What needs to be done | Would you retype the listing word for word, skipping its pictures?

BEGIN

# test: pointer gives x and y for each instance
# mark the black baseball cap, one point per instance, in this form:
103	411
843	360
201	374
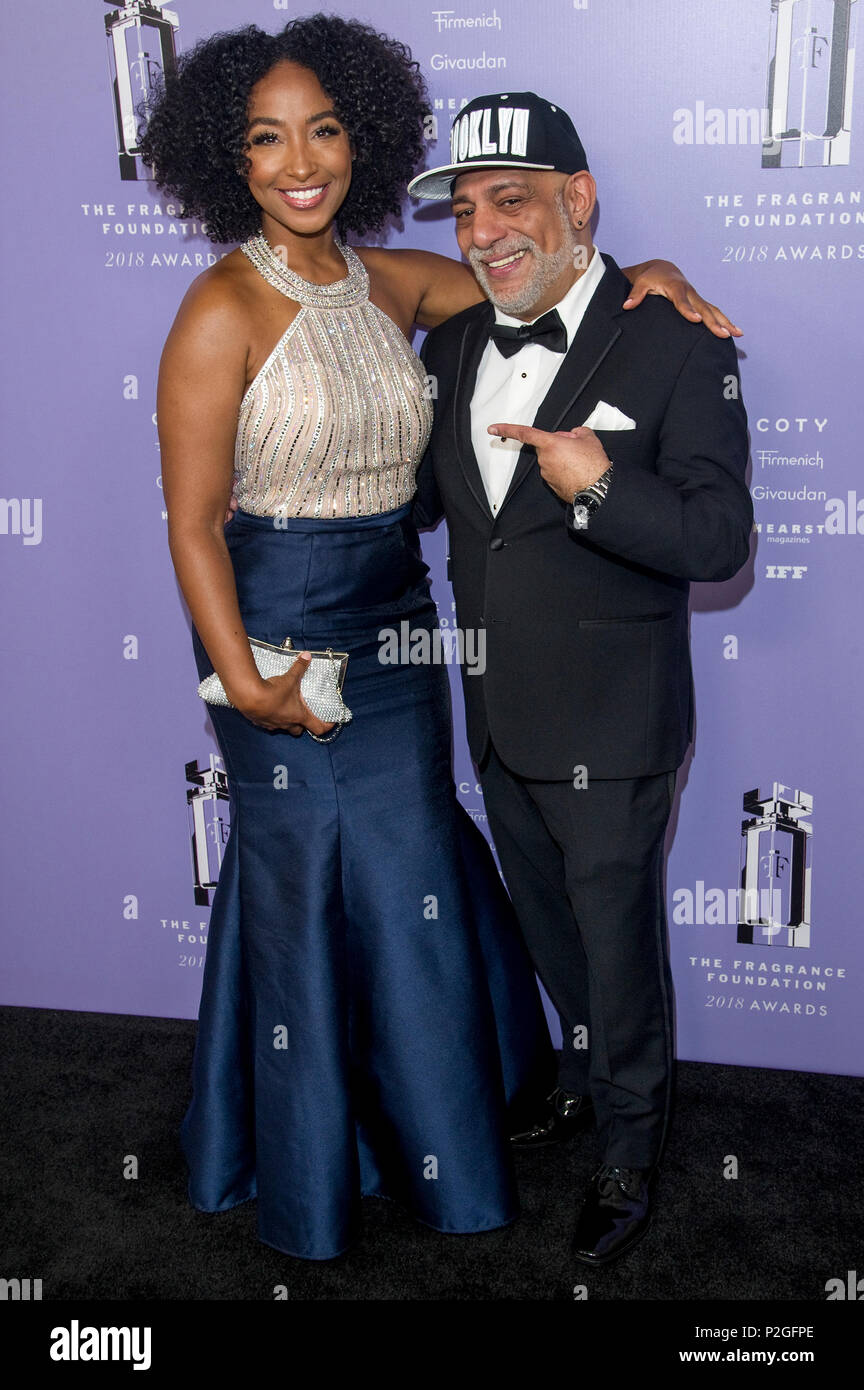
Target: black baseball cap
509	129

END

Exercise output |
# test: pointer gives x and y for each instance
# mark the black baseball cap, one point per instance, in this form:
103	411
843	360
201	374
Target: black baseball cap
509	129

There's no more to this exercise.